PASSAGE TO READ ->
- Opening Delimiter -
The Federal Correctional Institution in Sheridan, Oregon (FCI Sheridan) is on lockdown due to Coronavirus fears. No inmates or staff members are known to actually have COVID-19, but obviously Warden Josias Salazar does not want to take chances. Putting the prison on lockdown at a time like this is obviously the right decision, but if or when Coronavirus infects its first inmate that lockdown will do little to stop the spread of the disease. By the time they find out that anyone has the virus countless other inmates would have already been exposed anyway. The lockdown might contain something like Coronavirus to one housing unit temporarily, but that is it. Still, the staff would have exposed each other by the time anyone finds out there is an outbreak. Despite this bleak outlook the lockdown is still the right choice, but even this decision leads to new criticism for the BOP.
Inmates have been harming themselves and at least one inmate has committed suicide. Federal Public Defender Lisa Hay is using this to highlight the impact that lockdowns have on the mental health of inmates. She has a good point. Mentally ill inmates are more likely to become worse on lockdown. It happens in solitary confinement, in the hole where you usually have a celly, and in general population if left on lockdown spending all your time in a bathroom with another man. Hay has been trying to get people at higher risk compassionate release, but there is a procedural barrier of 30 days that the warden has to respond to institutional requests before the court can do anything.
- Closing Delimiter -
DATASET ->
- Opening Delimiter -
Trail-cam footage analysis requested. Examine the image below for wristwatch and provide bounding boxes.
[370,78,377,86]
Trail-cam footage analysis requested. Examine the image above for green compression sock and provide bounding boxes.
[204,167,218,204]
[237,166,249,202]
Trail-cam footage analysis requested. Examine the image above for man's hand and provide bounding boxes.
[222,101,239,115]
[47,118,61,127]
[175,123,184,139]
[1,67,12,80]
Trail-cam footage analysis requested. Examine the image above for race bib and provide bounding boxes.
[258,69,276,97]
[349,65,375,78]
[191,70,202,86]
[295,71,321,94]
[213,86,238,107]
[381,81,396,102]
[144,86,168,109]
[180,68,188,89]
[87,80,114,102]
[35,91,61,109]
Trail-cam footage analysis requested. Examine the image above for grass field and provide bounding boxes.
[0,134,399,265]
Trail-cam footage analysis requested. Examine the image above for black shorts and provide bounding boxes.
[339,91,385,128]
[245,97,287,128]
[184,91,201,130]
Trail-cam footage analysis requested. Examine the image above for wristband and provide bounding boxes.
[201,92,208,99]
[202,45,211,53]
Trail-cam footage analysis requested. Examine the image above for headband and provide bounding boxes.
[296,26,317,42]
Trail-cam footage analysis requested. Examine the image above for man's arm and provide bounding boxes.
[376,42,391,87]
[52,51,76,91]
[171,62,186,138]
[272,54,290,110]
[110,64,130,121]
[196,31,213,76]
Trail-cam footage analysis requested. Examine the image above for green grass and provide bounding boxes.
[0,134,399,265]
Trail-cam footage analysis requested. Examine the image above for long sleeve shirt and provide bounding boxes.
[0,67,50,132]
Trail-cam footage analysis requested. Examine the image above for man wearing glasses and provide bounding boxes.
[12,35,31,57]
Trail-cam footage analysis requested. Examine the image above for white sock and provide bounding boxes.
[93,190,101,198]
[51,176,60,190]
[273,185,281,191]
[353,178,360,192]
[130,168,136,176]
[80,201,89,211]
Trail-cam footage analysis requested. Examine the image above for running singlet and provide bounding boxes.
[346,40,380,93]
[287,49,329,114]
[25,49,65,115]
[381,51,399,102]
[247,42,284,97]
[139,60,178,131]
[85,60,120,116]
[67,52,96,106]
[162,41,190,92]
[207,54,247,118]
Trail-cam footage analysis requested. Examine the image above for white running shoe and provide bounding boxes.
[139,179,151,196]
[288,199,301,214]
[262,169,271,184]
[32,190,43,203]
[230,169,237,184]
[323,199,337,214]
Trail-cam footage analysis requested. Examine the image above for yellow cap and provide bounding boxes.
- Closing Delimiter -
INSTRUCTIONS ->
A) In the passage about the FCI Sheridan lockdown, why does the author say that the lockdown will do little to stop the spread of the disease once an inmate is infected?
B) In the passage about the FCI Sheridan lockdown, reproduce the text between "Inmates have been" and "can do anything.", inclusive, and swap "compassionate release" for "early release".
C) Write the next part of the passage about the FCI Sheridan lockdown, continuing from its final sentence.

YOUR RESPONSES ->
A) By the time anyone finds out that an inmate has the virus, countless other inmates will already have been exposed, and staff members will have exposed one another. At most, the lockdown might contain the disease to one housing unit for a short time.

B)
Inmates have been harming themselves and at least one inmate has committed suicide. Federal Public Defender Lisa Hay is using this to highlight the impact that lockdowns have on the mental health of inmates. She has a good point. Mentally ill inmates are more likely to become worse on lockdown. It happens in solitary confinement, in the hole where you usually have a celly, and in general population if left on lockdown spending all your time in a bathroom with another man. Hay has been trying to get people at higher risk early release, but there is a procedural barrier of 30 days that the warden has to respond to institutional requests before the court can do anything.

C)
It is not known exactly how long it takes Salazar to respond to inmate requests so that they can challenge his denial in court, but he probably takes somewhere between 29 and 30 days. That time frame reduces the likelihood of the court overturning him. One would think that during a global pandemic that Warden Salazar would make an exception or at least process the denials fast enough for the court to make a decision as soon as possible, but obviously Warden Salazar is in no interest in allowing the court to correct his mistakes fast enough for it to matter.
Warden Salazar is not known to have recommended anyone at high risk for release due to Coronavirus and probably never will. BOP staff members are either incompetent, sadistic, or both. The incompetent ones don't know how to process a compassionate release request properly and the sadistic ones deny them to feed their own twisted desires. Either way, the BOP does not care about inmates and Coronavirus will not change that. They can all die and the BOP would just view that as less work for them in the long run.